YOUR OBJECTIVE:
An exact copy of every record, without the pictures, is what should come back.
== Segment start ==
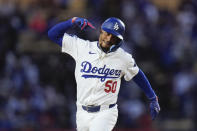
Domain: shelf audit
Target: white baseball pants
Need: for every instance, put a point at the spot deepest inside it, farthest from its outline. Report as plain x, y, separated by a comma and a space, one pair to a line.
103, 120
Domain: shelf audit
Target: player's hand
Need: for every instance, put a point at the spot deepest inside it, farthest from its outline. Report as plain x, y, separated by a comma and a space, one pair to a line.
154, 107
82, 23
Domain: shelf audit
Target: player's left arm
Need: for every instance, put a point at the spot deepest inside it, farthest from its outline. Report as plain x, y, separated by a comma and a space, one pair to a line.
141, 80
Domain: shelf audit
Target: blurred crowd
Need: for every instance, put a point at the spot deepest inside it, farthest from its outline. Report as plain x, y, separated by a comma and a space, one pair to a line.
37, 83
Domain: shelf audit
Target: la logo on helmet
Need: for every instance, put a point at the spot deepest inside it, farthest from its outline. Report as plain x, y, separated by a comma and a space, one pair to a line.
116, 27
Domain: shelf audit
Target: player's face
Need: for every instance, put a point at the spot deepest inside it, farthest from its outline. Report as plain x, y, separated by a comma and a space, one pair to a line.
106, 40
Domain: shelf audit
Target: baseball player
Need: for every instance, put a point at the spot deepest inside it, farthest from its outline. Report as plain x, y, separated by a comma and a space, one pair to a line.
99, 68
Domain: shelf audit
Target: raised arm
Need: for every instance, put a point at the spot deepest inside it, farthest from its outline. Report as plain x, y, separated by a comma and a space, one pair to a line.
56, 33
141, 80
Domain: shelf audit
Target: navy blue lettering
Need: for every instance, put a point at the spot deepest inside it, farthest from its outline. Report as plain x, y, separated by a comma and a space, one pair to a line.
111, 72
86, 67
102, 73
94, 70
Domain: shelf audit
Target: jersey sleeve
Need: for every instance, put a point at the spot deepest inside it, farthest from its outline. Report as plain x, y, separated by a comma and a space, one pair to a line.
70, 45
131, 68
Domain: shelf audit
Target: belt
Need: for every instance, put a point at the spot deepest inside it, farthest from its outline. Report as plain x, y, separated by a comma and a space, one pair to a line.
92, 109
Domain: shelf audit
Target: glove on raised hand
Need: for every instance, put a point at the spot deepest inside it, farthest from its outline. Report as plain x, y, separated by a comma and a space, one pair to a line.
154, 107
82, 23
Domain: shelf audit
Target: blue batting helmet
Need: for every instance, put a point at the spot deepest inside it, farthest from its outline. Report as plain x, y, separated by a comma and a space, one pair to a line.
114, 26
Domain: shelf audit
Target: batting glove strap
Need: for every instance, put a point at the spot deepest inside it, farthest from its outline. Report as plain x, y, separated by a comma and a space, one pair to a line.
82, 23
154, 108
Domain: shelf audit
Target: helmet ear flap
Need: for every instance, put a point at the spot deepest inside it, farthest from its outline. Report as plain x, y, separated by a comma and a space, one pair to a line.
115, 47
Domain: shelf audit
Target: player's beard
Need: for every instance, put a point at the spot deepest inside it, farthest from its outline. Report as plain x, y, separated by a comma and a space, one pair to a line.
105, 46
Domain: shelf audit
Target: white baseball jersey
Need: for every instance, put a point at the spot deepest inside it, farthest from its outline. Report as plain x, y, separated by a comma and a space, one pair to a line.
98, 75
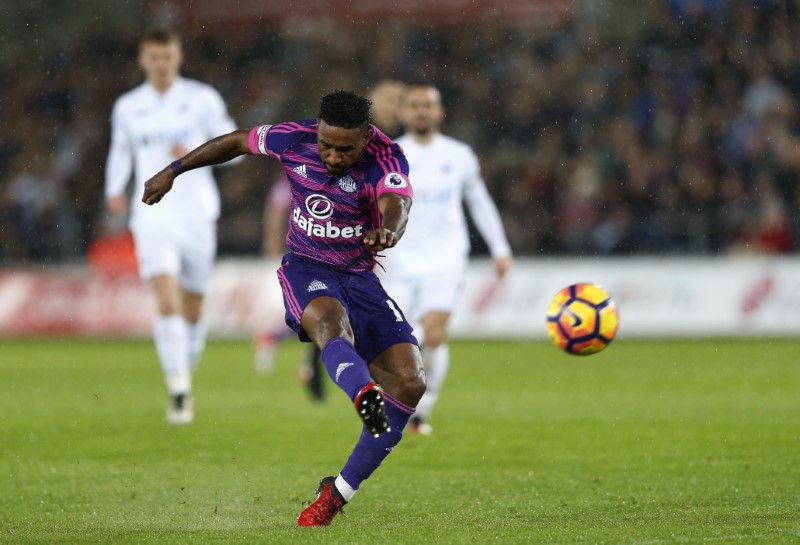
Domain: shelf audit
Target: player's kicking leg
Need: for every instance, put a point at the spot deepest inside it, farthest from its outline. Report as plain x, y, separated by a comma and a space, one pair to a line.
399, 370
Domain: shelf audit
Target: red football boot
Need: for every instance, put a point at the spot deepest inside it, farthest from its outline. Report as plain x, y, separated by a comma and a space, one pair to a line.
328, 503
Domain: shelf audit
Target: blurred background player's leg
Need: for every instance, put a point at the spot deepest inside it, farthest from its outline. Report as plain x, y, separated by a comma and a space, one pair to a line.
312, 373
436, 357
171, 337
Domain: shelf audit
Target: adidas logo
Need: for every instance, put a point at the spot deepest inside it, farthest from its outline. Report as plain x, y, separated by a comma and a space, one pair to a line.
301, 170
341, 369
316, 285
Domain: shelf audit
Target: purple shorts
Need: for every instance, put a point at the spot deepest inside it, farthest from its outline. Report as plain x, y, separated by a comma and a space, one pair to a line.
377, 321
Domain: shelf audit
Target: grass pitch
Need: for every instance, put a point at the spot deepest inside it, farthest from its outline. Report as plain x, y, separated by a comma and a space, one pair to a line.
647, 442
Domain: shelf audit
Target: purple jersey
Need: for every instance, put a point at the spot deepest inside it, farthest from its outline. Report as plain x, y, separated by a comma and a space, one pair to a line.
331, 214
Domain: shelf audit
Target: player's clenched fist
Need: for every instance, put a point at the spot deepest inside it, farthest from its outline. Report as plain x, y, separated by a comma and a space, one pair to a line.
380, 239
159, 185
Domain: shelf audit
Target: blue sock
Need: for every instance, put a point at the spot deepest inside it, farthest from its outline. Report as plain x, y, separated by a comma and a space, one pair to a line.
370, 450
347, 369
== Segment end ==
EXPECTED ANSWER:
Domain: shelf audit
Target: white baseball pants
Need: for every instance, put a point at the spot deepest inside it, farthest from its outline. Report as plain x, y, separated by a comma and a space, one pair to a line.
103, 120
Domain: shelf audit
Target: player's hand
Need: for every instance, put a point at the spot deepest inside it, farthest from its outline. Report as plain x, y, separated by a comma and a space, one pair to a line.
154, 107
82, 23
Domain: shelf audit
Target: player's left arm
Need: for every instance, put a point at the spot deepest inside it, farthest from its outline. Report as plain x, y, separated by a comma and a space, one pair to a line.
141, 80
Domain: shelf audit
Target: blurred crowd
Need: for every instance, put a point at the spot deepest inside it, farthest from its outline. Report as plain x, y, separated by a comma and a space, one pair to a line.
37, 83
Domain: shelf audit
Target: la logo on helmet
Need: for every instance, put a point at the spot deepest inside it, farthest from its outline. Report as plain x, y, separated by a comma and a space, one pair to a line.
116, 27
Domain: shelf audit
Target: player's face
Need: for every instance, put a point at the spot deepest inside it, farthest from its outline. Report as plain x, y, separated by a comma and a space, one pair to a line.
106, 40
Domain: shelf audit
Target: baseball player
Need: for every instance, put a point at the spot deepest inside it, farthest from its outline. Report as plain x, y, separated by a comma and a space, one pair to a line.
99, 68
Domain: shelf audit
Target: raised arm
Need: for every instance, put a point at the spot deepest inside it, farthest from its outline. Report as plain x, y, separated by a comma and a space, one pair to a line.
56, 33
141, 80
Domain: shelf audit
Target: navy blue lettering
Need: for every instance, put a point at the spot deepest inside it, farthest from its outline. Report as plain x, y, separated by a comma and a space, one pair to a line.
111, 72
86, 67
102, 73
94, 70
Domain: shelf audit
Target: jersey sleeve
Need: for every instance, put a point at the spot deepest inside it, farthest from its outline. Report as plain x, y, separated by a comma and a space, one pair to a line.
70, 45
131, 68
Domain: shelf audit
Target: belt
Need: for every instance, put a point at the spot deepest inside it, farthest from its outline. Report as plain x, y, separated by a comma and a space, one pair to a line.
92, 109
Domain: shelf audit
Target: glove on raised hand
Need: for every instance, put a point at the spot deepest inside it, farthest from its outline. Report as plain x, y, separated by a comma and a space, one pair to a line.
154, 107
82, 23
Domain: shelf audit
Target: blue batting helmet
Need: for every instance, put a point at the spot deepest inside it, farthest from its outline. Report as plain x, y, separated by a comma and a space, one pair to a line.
114, 26
Domain: shelf audit
Target: batting glove strap
Need: for every instance, put a point at the spot deepest inside it, farthest from its outline. Report as plain x, y, separated by a comma and a space, one pair to a line.
82, 23
154, 108
Domain: shelf audit
Target: helmet ear flap
Need: for every instance, put a point at the spot deepest inside it, farthest from its outline. Report as plain x, y, separated by a comma and a space, one pair to a line.
115, 47
Domain: shelf audit
Target: player's beard
Need: for every instance, put a point at the spot deepest inside it, farthest from its outline. Report as plain x, y, separated by a comma and a space, one pair to a line.
105, 46
Domain: shelf audit
Target: white baseball jersey
Need: for every instance, put a point at the spot deepest inside it, farthest from its outline. Report as plain x, y, separated by a comma and a space, one pair to a line.
98, 75
Domain: shelf audit
Target: player's kicking leg
Need: for every instance, put a point at the spot deepest inside it, farthest from its outline. Report as plain x, y, separated by a comma and a space, one pair to a line.
399, 370
Domain: shelf audit
Target: red football boot
Need: for every instance, put a point at the spot deepest inside it, farthest from its outline. Report as plain x, y, separated by a comma and a space, one pair to a line.
328, 503
Domain: shelf audit
Target: blurred background player's leg
Need: for every instance, put a point at the spot deepest inside it, farthest from its outline. Report as plain x, y, separated by a comma and a space, one pair to a line.
312, 373
436, 357
171, 337
Domain: shelf audit
Target: adidas logo
Need: for every instance, put a point at the spot deepest inside it, farthest from its outline. Report as plain x, y, separated by a comma and a space, one pair to a line.
301, 170
341, 369
316, 285
Domain: shelf audit
Target: purple shorts
Need: for every instance, put a point at the spot deepest inside it, farthest from its outline. Report as plain x, y, separated by a comma and a space, one pair to a line.
377, 321
Domain: shelf audit
Target: grass pitch
Need: for every instance, put a point at the spot deepest inside it, farthest from its outline. Report as plain x, y, separated by a comma and a space, one pair to a line.
647, 442
Domain: shelf audit
Target: purple jersey
Need: for every instance, put a point at the spot deepest inside it, farthest from its outline. Report as plain x, y, separated by a comma and a space, one pair to a line.
331, 214
Domain: shelf audit
Target: player's clenched fist
Need: for every instance, put a point at the spot deepest inside it, farthest from its outline. Report as plain x, y, separated by a comma and a space, one pair to a line.
380, 239
159, 185
Domain: shelf audit
Target: blue sock
Need: for every instance, put a point at the spot deepest inside it, farthest from its outline. Report as plain x, y, separated by a comma and a space, one pair to a line.
370, 450
347, 369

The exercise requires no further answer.